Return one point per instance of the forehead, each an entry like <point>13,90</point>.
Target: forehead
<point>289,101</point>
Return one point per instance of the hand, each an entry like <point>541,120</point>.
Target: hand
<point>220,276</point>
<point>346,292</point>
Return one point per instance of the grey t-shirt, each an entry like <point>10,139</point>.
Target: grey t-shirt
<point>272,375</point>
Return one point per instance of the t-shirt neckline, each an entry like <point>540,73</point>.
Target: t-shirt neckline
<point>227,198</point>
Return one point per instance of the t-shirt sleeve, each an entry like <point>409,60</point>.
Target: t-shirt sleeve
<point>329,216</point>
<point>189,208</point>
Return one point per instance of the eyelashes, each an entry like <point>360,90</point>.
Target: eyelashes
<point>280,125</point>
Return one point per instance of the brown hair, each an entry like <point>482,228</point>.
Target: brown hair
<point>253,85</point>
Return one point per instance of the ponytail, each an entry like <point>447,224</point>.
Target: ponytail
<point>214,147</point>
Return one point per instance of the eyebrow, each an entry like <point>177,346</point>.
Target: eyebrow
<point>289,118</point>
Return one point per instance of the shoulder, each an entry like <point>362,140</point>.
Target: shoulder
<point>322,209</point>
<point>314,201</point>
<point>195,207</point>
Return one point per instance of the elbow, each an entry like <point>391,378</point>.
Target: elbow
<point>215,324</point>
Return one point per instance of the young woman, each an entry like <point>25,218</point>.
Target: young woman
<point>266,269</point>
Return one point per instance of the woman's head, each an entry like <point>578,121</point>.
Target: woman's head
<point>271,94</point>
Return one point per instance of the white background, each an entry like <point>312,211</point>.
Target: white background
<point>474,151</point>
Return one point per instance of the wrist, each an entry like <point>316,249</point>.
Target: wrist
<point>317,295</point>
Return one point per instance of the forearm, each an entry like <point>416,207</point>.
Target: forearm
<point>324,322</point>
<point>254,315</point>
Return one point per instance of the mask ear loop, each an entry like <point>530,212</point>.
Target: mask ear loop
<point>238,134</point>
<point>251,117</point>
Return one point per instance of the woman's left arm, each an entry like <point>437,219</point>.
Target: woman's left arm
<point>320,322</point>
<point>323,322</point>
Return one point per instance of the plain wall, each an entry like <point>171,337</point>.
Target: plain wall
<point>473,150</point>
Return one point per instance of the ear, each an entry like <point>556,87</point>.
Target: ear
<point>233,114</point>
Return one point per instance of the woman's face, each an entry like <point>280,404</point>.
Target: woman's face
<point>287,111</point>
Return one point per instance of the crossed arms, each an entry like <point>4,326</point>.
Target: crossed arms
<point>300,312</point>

Assigned task:
Copy range, inclusive: the line holding "Return one point per instance of the brown" to the line holding "Return one point per instance of the ponytail, each". Reproduce exactly those lines of the records above and no others.

Response to the task:
Return one point per instance of the brown hair, each an entry like <point>482,228</point>.
Target: brown hair
<point>253,85</point>
Return one point per instance of the ponytail, each an entry like <point>447,224</point>.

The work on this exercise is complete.